WRITTEN PROBLEM -
Retype word for word the lines below that begin with the line containing "I need to find the meadow" and end with the line containing "[436,290,640,365]", including both of those lines.

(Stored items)
○ ○ ○ ○ ○ ○ ○

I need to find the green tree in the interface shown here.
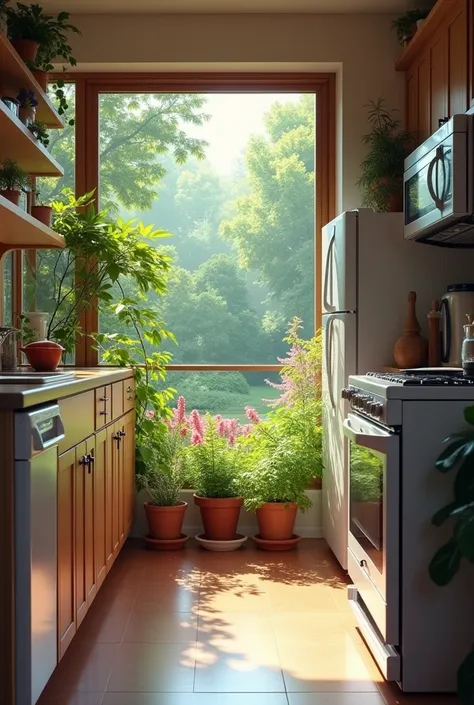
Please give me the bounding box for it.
[221,95,315,337]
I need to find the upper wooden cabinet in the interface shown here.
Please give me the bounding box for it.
[396,0,474,144]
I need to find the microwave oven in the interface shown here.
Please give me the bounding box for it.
[403,114,474,247]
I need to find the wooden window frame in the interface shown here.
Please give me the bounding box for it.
[44,72,336,371]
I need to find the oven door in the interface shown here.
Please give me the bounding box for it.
[403,132,471,239]
[344,414,400,645]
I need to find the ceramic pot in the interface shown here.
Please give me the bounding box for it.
[20,340,64,372]
[194,494,243,541]
[257,502,298,541]
[31,206,53,228]
[0,189,21,206]
[143,502,188,541]
[12,39,39,61]
[19,105,36,127]
[31,69,49,93]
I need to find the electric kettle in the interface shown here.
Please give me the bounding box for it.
[441,283,474,367]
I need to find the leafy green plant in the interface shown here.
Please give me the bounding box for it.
[28,120,49,147]
[392,9,430,46]
[186,410,242,499]
[238,318,323,511]
[6,3,81,125]
[357,98,413,212]
[429,406,474,705]
[0,159,30,191]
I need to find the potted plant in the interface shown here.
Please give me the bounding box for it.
[17,88,38,126]
[392,9,430,47]
[357,98,414,213]
[28,120,49,147]
[137,397,188,550]
[31,191,53,228]
[239,318,322,550]
[186,410,243,547]
[0,159,30,206]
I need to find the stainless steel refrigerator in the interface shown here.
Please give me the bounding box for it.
[322,209,474,568]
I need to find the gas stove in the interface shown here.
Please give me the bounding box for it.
[342,368,474,427]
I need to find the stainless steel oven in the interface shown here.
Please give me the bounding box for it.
[344,413,400,680]
[403,115,474,247]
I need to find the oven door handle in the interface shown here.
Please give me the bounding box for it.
[344,419,396,455]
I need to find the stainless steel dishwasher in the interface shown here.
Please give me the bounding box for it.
[15,404,64,705]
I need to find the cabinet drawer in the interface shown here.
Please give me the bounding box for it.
[123,377,135,414]
[95,384,112,430]
[112,382,124,421]
[59,390,95,453]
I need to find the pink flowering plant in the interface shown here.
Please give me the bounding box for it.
[186,410,250,499]
[239,318,323,511]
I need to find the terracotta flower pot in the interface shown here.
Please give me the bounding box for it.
[257,502,298,541]
[31,69,49,93]
[0,189,21,206]
[143,502,188,541]
[12,39,39,61]
[194,494,243,541]
[19,105,36,126]
[31,206,53,227]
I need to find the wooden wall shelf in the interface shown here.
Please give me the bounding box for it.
[0,100,64,176]
[395,0,457,71]
[0,196,64,255]
[0,32,64,128]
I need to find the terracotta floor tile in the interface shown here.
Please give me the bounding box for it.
[107,643,196,693]
[194,642,285,693]
[278,634,377,693]
[286,693,385,705]
[103,693,288,705]
[123,605,197,643]
[47,642,119,693]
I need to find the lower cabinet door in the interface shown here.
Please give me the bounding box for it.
[58,448,77,659]
[94,428,110,590]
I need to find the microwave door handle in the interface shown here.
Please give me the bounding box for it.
[323,225,336,311]
[441,299,451,362]
[344,419,392,455]
[426,147,443,211]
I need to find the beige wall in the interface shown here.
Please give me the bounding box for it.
[68,15,403,210]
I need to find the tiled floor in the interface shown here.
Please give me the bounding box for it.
[38,540,457,705]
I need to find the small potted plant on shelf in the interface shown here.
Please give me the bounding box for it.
[31,191,53,228]
[357,98,414,213]
[0,159,30,206]
[186,410,246,550]
[392,8,430,47]
[28,120,49,147]
[239,318,322,550]
[17,88,38,127]
[137,397,189,551]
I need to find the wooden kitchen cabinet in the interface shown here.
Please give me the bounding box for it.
[396,0,474,144]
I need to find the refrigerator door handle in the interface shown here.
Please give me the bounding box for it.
[323,225,336,311]
[326,316,336,411]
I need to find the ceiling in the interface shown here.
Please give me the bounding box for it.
[41,0,412,14]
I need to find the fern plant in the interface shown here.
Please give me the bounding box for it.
[357,98,414,212]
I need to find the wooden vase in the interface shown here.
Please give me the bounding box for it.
[393,291,428,369]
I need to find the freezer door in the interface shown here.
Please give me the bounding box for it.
[322,313,357,568]
[322,206,358,313]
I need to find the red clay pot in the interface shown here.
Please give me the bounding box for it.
[31,69,49,93]
[31,206,53,228]
[257,502,298,541]
[12,39,39,61]
[0,189,21,206]
[194,494,243,541]
[143,502,188,541]
[20,340,64,372]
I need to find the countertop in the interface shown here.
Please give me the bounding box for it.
[0,367,133,411]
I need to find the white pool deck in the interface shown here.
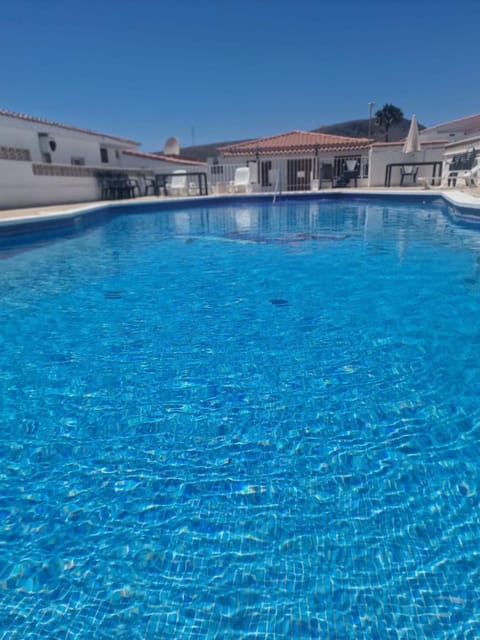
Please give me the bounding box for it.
[0,187,480,228]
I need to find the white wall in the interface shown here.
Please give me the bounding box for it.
[368,145,444,187]
[122,153,207,173]
[212,149,368,191]
[0,160,101,209]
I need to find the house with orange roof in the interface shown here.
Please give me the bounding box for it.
[209,131,371,192]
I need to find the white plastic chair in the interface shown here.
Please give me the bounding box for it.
[169,169,187,196]
[230,167,252,193]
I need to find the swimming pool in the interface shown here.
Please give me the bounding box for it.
[0,198,480,640]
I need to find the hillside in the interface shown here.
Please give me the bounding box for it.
[158,118,425,162]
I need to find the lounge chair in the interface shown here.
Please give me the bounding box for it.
[168,169,188,196]
[442,147,479,187]
[230,167,252,193]
[400,164,418,186]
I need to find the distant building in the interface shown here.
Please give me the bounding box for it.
[209,131,371,191]
[0,109,204,209]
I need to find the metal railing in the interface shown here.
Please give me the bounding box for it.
[207,155,369,197]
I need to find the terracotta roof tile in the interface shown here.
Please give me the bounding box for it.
[123,149,207,167]
[0,109,140,147]
[220,131,371,156]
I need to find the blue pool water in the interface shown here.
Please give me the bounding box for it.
[0,199,480,640]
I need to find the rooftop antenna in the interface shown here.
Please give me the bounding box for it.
[163,136,180,156]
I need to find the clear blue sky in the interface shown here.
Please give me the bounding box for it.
[0,0,480,150]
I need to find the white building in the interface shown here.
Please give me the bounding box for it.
[209,131,371,192]
[0,109,205,209]
[420,114,480,144]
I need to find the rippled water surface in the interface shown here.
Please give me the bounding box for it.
[0,199,480,640]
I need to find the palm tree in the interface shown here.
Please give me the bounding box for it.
[375,104,403,142]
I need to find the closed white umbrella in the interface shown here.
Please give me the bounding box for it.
[403,116,422,153]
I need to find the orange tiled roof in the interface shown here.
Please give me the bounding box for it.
[0,109,140,147]
[123,149,207,167]
[220,131,371,156]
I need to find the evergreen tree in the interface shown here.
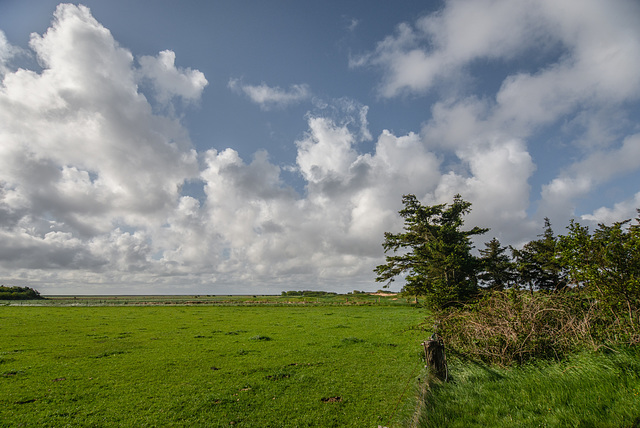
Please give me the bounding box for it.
[374,195,488,308]
[478,238,516,290]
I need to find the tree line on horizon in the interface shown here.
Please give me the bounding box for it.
[374,194,640,311]
[0,285,44,300]
[374,195,640,365]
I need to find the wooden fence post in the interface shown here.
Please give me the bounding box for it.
[422,333,449,382]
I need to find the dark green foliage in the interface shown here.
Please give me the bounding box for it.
[512,218,567,290]
[374,195,488,308]
[478,238,516,290]
[560,210,640,322]
[0,285,44,300]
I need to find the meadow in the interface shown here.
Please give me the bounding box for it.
[0,296,425,427]
[419,347,640,428]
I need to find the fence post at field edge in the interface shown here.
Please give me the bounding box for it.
[422,333,448,382]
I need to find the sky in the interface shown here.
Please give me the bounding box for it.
[0,0,640,295]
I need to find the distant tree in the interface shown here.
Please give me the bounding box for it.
[561,210,640,318]
[478,238,516,290]
[0,285,43,300]
[374,194,488,308]
[512,218,567,292]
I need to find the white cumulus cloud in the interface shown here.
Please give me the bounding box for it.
[228,79,311,110]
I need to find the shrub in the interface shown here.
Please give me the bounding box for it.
[436,289,640,365]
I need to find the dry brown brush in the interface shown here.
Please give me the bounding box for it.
[436,290,640,365]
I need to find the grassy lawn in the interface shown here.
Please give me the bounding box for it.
[421,347,640,427]
[0,305,424,427]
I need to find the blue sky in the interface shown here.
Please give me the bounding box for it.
[0,0,640,294]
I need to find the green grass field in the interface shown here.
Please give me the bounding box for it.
[0,302,425,427]
[421,347,640,428]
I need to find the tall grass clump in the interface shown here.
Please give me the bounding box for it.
[416,347,640,428]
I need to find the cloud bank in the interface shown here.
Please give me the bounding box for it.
[228,79,311,110]
[0,0,640,294]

○ ○ ○ ○ ○ ○ ○

THE RESULT -
I need to find the meadow in the interface shown here.
Please give me the bounding box for it.
[0,296,425,427]
[419,347,640,428]
I need to find the fence post at field edge in the interface shown here.
Please give me the bounding box for it.
[422,333,448,382]
I need to find the sky in the interface shown here.
Please give me the bounding box for it.
[0,0,640,295]
I need to find the distant tree in the interface shown here.
Please give me the bounding box for it.
[561,210,640,318]
[478,238,516,290]
[0,285,43,300]
[374,194,488,308]
[512,218,567,292]
I need to find the white cumulus cloud in the interface shown here.
Please give me the bounding box for it.
[228,79,311,110]
I need to find the shrub in the interface shown here.
Please give me the bounding box for it.
[436,289,640,365]
I need to find the dry brown brush in the interface shown here.
Please give me the bounding box for it.
[436,290,640,365]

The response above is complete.